-- start of Given records --
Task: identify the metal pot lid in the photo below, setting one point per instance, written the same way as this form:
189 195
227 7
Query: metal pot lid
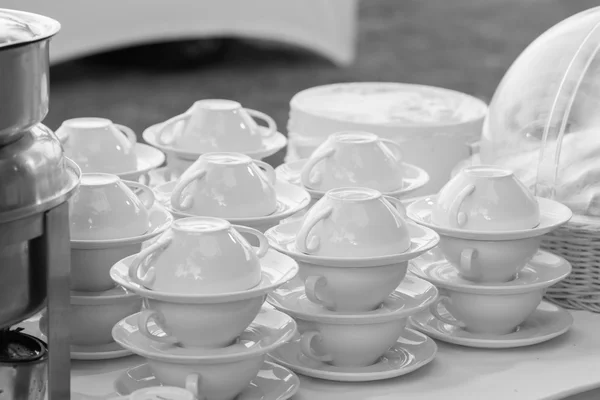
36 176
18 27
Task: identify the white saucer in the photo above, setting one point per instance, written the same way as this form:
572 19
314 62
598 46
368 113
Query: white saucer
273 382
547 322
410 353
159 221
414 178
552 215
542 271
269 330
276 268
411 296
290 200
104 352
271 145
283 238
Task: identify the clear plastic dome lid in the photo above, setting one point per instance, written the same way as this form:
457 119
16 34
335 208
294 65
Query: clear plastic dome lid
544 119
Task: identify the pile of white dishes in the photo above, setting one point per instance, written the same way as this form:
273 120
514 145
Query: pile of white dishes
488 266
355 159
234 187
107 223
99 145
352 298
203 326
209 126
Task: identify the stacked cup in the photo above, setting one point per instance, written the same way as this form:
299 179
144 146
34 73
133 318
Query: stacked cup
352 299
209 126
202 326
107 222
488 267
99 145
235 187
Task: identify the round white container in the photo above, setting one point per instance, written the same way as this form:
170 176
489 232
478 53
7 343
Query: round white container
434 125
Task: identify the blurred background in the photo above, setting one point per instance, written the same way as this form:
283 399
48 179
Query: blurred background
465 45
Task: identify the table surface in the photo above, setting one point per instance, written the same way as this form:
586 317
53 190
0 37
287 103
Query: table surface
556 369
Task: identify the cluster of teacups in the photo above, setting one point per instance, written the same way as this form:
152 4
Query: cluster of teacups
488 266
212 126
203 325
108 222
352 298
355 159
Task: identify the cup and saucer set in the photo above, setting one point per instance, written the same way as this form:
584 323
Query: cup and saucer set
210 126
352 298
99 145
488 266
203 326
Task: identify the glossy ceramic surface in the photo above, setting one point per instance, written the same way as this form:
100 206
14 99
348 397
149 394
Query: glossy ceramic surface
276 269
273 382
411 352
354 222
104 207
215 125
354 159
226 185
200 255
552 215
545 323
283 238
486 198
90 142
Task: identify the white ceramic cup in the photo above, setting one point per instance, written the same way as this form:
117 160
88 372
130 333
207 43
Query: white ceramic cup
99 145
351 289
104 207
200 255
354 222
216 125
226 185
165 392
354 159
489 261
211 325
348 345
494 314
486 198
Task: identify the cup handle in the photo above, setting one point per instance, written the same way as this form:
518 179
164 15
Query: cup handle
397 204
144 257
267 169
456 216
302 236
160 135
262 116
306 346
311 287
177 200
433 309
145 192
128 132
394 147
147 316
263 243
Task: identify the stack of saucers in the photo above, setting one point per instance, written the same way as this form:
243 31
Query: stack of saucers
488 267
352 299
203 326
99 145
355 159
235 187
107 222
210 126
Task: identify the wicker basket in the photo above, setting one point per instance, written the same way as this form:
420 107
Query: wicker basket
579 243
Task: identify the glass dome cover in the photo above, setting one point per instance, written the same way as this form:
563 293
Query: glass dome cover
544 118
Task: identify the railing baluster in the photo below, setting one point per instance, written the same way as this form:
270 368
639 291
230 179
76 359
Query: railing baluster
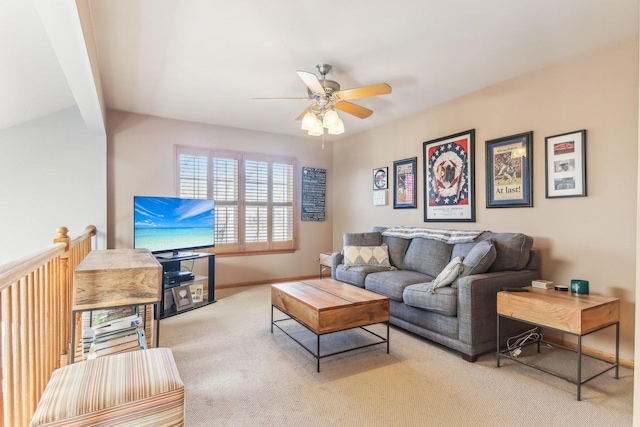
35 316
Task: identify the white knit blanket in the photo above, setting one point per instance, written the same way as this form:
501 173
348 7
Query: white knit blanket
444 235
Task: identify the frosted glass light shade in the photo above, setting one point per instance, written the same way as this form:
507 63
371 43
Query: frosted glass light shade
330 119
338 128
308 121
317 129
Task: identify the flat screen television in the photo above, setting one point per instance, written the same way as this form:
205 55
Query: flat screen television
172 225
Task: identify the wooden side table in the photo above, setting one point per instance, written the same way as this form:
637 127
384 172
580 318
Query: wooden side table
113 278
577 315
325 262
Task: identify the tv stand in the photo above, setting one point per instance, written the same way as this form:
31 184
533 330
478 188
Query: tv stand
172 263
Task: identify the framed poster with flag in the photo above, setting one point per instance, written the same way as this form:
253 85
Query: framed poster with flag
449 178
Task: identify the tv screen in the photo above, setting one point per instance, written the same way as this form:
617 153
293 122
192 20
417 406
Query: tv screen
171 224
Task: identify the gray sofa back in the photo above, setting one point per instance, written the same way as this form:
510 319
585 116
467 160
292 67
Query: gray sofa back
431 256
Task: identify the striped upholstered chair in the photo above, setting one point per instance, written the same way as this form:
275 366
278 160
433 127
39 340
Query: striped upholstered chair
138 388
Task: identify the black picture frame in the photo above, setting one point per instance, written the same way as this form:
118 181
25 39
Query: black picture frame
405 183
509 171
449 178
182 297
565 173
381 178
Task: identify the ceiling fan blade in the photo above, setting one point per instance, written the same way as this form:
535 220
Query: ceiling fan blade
-- end of Given records --
> **Description of the task**
Rewrite all of the items above with "setting one point per instance" changed to "placing one point on each instance", keeping everything else the same. Omit the pictures.

> **The reply**
Task: identify the metal pot lid in the photo below, placing one point on each instance, written the same way as this form:
189 195
227 7
Query: metal pot lid
36 176
18 27
Task: identify the white saucer in the photo above, placing one point on each instance, written the same way as this form:
572 19
314 62
598 46
368 113
Query: white saucer
273 382
547 322
410 353
159 221
414 178
552 215
542 271
269 330
276 268
411 296
290 200
104 352
271 145
283 238
Task: identify the clear plastic dome lid in the photo above, placing one point on each instance, written the same way as this form:
457 119
16 34
335 208
294 65
Query: clear plastic dome lid
544 119
Task: identify the pile of white dishes in the photo above, placing one point on each instance, written the same way as this form:
273 120
514 145
Query: pile of white dishes
488 266
355 159
234 187
107 223
99 145
352 298
203 326
209 126
Task: identify the stacked cup in the photo above, placing one point on each instance, written the same way as this form:
299 179
144 146
34 73
133 318
Query: stacked cup
352 299
209 126
202 326
107 222
488 267
99 145
235 187
Task: identify the round white container in the photo above, placing one point on each instance, written the same way as this form:
170 176
489 232
478 53
7 343
Query: round white container
434 125
Task: identify the blurred background in the photo above, placing one point on each instance, written the same way as this form:
283 399
48 179
Query: blurred background
465 45
Task: identify the table surface in the photo above, placing one point on each instance, written the same way as this form:
586 317
53 190
0 37
287 103
Query: table surface
556 369
Task: identify the cluster of teacups in the photo above, placing one point on each instance, written the same way as this form:
152 4
Query: cluster of teacups
488 266
212 126
203 325
108 222
352 298
355 159
Task: identify the cup and saucer set in the photo above, placing one point on each instance, written the same way as this form:
584 323
Query: cup and saucer set
210 126
352 298
99 145
488 266
203 326
Task: identify the glossy ceramic surface in the photo above, placing one point on each instance, written the same way as this form:
100 206
14 99
348 397
149 394
Query: glossy ceramic surface
276 269
273 382
411 352
354 222
104 207
215 125
354 159
226 185
200 255
552 215
545 323
283 238
486 198
90 142
Task: identify the white ceramic cup in the photo above, placing one point on each instance, written the same way as this form:
117 160
88 372
130 333
207 43
Query: white ceramic cup
99 145
351 289
104 207
200 255
354 222
216 125
226 185
165 392
354 159
489 261
211 325
348 345
494 314
486 198
Task: identify the cup handle in the photo above, placing one point on each instance, written the same way as this form:
518 179
164 15
Query: cup handle
397 204
144 257
267 169
456 216
302 236
160 135
262 116
306 346
311 287
177 200
433 309
145 192
128 132
394 147
147 316
263 243
Task: identify the stack of saucers in the photo above, placing one point on each instance, written the same way as this form:
243 31
Query: stack of saucers
488 267
352 299
203 326
99 145
355 159
235 187
107 222
210 126
Task: identify the wicker basket in the photo above, placing one point on each instance, written the same way as this form:
420 107
Query: wicker basket
579 243
Task: identify the glass dome cover in the photo above, placing one point on each instance, written the same way as this form:
563 293
Query: glass dome cover
544 118
Task: identify the railing baluster in the photo below, placing one point on each instance, written the same way as this form:
270 368
639 291
230 179
76 359
Query: railing baluster
35 316
Task: identify the white knit blanket in the photo above, placing one point on each instance, written the same way as this form:
501 173
348 7
Query: white knit blanket
444 235
Task: identify the frosted glass light shade in the photo above, placing one point on each instance, written the same way as this form:
507 63
371 43
Query: frosted glass light shade
330 119
338 128
308 121
317 129
Task: identify the flat screen television in the photo above, placing one point on each instance, written the same way as this form:
205 55
Query: flat screen television
172 225
Task: identify the wooden side table in the photo above, placing one point on each instance, written the same way as this form:
637 127
384 172
580 318
Query: wooden side table
113 278
577 315
325 262
Task: identify the tv stand in the photo above, placing one point on each instance, written the same way as this form:
31 184
533 330
478 188
Query: tv stand
172 263
Task: identify the framed poster with flag in the photo above, placing one point on each instance, written the same way as this form:
253 85
Query: framed poster with flag
449 178
Task: identify the tv screen in the photo above, placing one point on each instance, written the same way as this form:
617 153
293 122
192 20
417 406
Query: tv screen
171 224
Task: identify the gray sofa back in the photo above, placing one point on each instance, written the same way as this form:
510 319
585 116
467 160
292 67
Query: gray sofa back
431 256
Task: identify the striped upholstered chair in the photo above, placing one point on each instance, written the same way as this form:
275 366
278 160
433 127
39 340
Query: striped upholstered chair
138 388
Task: identify the black picture frame in the photo above, placing one point on each instance, written the same way as this form:
118 181
25 39
Query: black picture frame
405 183
509 171
449 178
182 297
565 173
381 178
Task: identify the ceiling fan blade in the photo above, placing one point on each instance, written the same way as this form:
535 220
Query: ceiling fan blade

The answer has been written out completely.